___ ESTRATTO DEL TESTO ___

4.12. - "Erronea applicazione dell'art. 4 del D.Lgs.Lgt. 288 del 1944". Gli atti dei pubblici ufficiali erano arbitrari. 1) Il "documento" di perquisizione era "falso". La polizia dovette richiederne uno in ufficio; i pubblici ufficiali hanno quindi autenticato un fax proveniente dal loro ufficio e non dall'ufficio del magistrato. "Il procedente" non poteva avere alcuna contezza che l'atto provenisse dal magistrato. 2) Gli inquirenti avevano violato il domicilio di un parlamentare. Erroneamente la Corte avrebbe ritenuto che la scriminante non si applica quando il pubblico ufficiale e' privo dell'elemento soggettivo. Ricorrerebbero, invece, tutti i requisiti richiesti dalla C.S. per l'applicazione: 1) L'atto ancorche' autorizzato dal giudice era illegittimo perche' solo la Camera poteva autorizzarlo. 2) La condotta esprimeva prepotenza e sopruso, malanimo e settarieta' (ingiurie gratuite; stipendio parlamentari; inutilita' dell'atto eseguito dopo dieci ore dalla notificazione del decreto). 3) il soggetto attivo del reato aveva comunque percepito l'atto come arbitrario. L'esponente della polizia che conduceva l'operazione telefono' al magistrato "per essere confortato". Il magistrato gli avrebbe dato un "parere" errato e comunque cio' non poteva escludere la contezza di compiere un atto illegittimo.
 
 

4.13. - "Errata applicazione della legge penale art. 52 c.p.". Gli imputati, e in particolare Bossi (che partecipo' solo al fatto di autotutela davanti all'ufficio dell'on.le Maroni), difendevano un diritto violato dal magistrato ordinario, evitando che fosse commesso un danno irreparabile (violazione dell'ufficio di un parlamentare).
 
 

4.14. "Violazione dell'art. 125 c.p. e art. 62 c.p. n. 5". (il testo del ricorso manca della motivazione a sostegno del motivo).

___

COMPITO ASSEGNATO A: Elenca tutte le norme di legge citate nell'estratto, con il relativo numero di articolo.
COMPITO ASSEGNATO B: Secondo l'estratto, quante ore dopo la notificazione del decreto fu eseguito l'atto?
Rispondi basandoti soltanto sull'estratto.

___ MATERIALE ___

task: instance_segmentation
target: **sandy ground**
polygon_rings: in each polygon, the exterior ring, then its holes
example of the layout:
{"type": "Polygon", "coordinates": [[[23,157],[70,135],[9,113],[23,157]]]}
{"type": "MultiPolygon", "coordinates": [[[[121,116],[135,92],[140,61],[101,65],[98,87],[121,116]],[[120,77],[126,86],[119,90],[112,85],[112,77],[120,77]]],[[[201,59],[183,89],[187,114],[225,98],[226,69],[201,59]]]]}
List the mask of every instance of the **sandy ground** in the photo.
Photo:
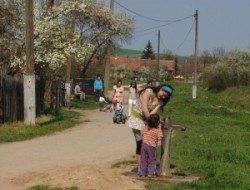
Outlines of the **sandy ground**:
{"type": "Polygon", "coordinates": [[[131,129],[114,124],[110,112],[82,113],[82,123],[74,128],[0,144],[0,189],[23,190],[43,184],[82,190],[143,190],[142,181],[124,175],[133,166],[111,168],[119,161],[134,159],[131,129]]]}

___

RISPOSTA CORRETTA A:
- art. 4 del D.Lgs.Lgt. 288 del 1944
- art. 52 c.p.
- art. 125 c.p.
- art. 62 c.p. n. 5

RISPOSTA CORRETTA B: Dieci ore dopo la notificazione del decreto.